[Excerpts of bounding box data]
══════

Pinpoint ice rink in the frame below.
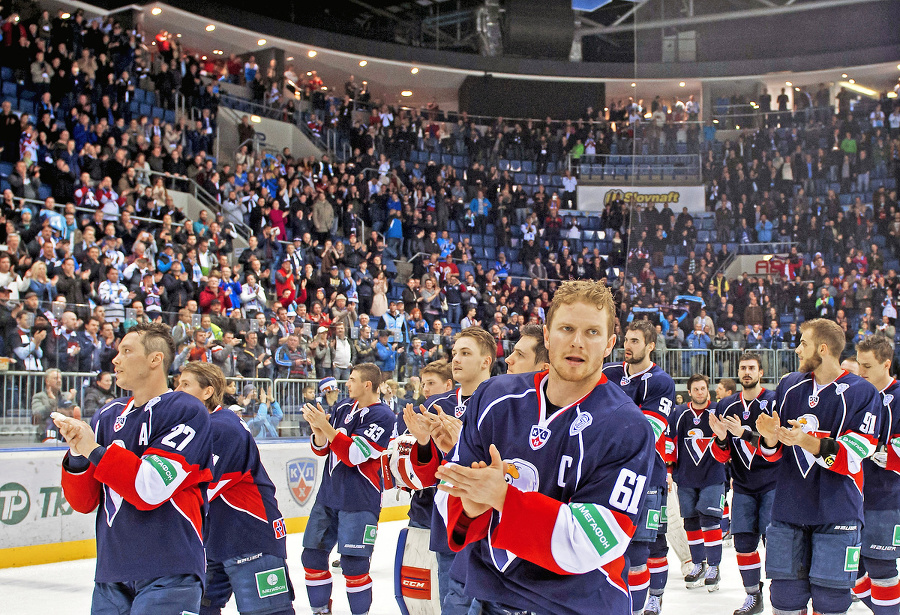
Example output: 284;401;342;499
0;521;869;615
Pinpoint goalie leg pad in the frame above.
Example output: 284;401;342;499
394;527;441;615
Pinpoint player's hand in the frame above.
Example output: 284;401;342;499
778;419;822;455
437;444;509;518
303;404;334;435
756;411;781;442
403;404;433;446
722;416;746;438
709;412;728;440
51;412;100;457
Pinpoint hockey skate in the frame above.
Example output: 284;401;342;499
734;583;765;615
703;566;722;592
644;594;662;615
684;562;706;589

══════

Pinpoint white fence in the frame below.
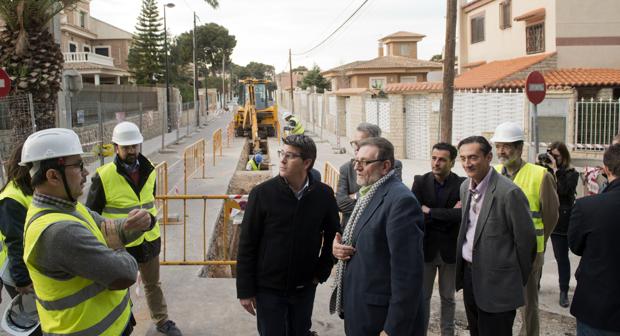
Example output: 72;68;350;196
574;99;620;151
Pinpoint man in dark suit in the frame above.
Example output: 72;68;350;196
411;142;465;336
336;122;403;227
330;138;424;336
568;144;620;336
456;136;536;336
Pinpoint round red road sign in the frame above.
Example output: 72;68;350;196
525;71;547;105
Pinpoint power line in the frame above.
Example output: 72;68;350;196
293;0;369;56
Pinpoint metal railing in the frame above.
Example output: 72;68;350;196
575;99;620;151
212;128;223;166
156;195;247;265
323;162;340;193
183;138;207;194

══════

-- CHALLENGE --
Turn the records into a numbered list. Begin at the line that contains "Pinpoint white fence in the frame below.", stop after the line that contains "525;71;547;105", and omit blank lines and pictures.

-- THE ANSWER --
1. Pinpoint white fence in the frame below.
2. Example output: 72;68;350;196
3. 574;99;620;151
4. Pinpoint man in dark suit in the frame above.
5. Example output: 72;68;350;196
6. 411;142;465;336
7. 336;122;403;227
8. 330;138;424;336
9. 568;144;620;336
10. 456;136;536;336
11. Pinpoint round red road sign in the frame above.
12. Example output: 72;68;350;196
13. 525;71;547;105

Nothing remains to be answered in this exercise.